## EXERCISE BRIEF
Would you please give the entries again word for word, with no images in your copy?

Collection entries
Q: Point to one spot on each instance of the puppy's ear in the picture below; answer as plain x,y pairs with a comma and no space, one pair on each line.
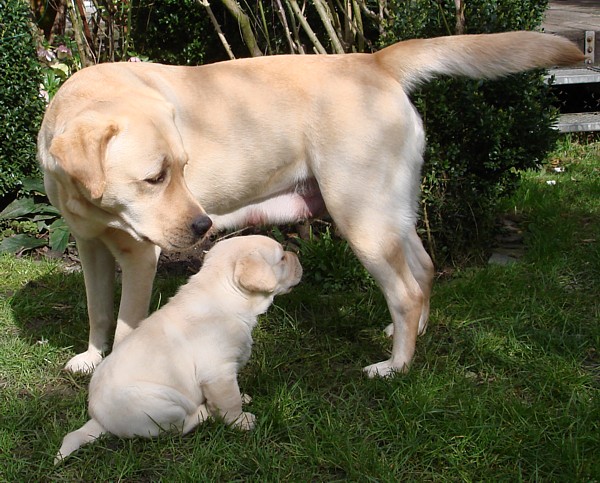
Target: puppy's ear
80,152
254,274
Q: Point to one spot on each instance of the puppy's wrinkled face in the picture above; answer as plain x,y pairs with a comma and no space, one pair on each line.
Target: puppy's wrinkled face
260,264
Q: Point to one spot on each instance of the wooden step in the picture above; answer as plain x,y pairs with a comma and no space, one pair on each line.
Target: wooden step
579,122
583,75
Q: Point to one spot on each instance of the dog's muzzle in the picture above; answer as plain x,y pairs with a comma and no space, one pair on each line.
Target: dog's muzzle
201,225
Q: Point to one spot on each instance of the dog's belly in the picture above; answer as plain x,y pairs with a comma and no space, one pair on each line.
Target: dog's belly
299,203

## PROBLEM SOLUTION
Q: Point to one spot on each instance of the puppy's ear in the picture below; answer as plain x,y pairs with a comma and no space, one pair on each line.
Target: puppy's ear
80,152
254,274
Q: Point to one spot on each instance of the puppy's wrinkled face in the picture above; answer as plain x,y pairs with a comma and no space, one pair on each line.
Target: puppy's wrinkled face
260,264
Q: Point to one spot on each instance of the wooden step in the picture above; answer as plain x,y pairs with a comma and no space, one pair on each line.
Target: wooden step
579,122
583,75
Q: Point to one spot on each instance of the dog's muzzle in the picture above; answer as plain x,y pairs with a comma and no space, one pair on each line.
Target: dog's muzzle
201,225
Q: Point to one spot on each instance of the dog's belly in the picture above; answer as plain x,y pairs with a comma and no space, one pair on each line.
Target: dog's belly
299,203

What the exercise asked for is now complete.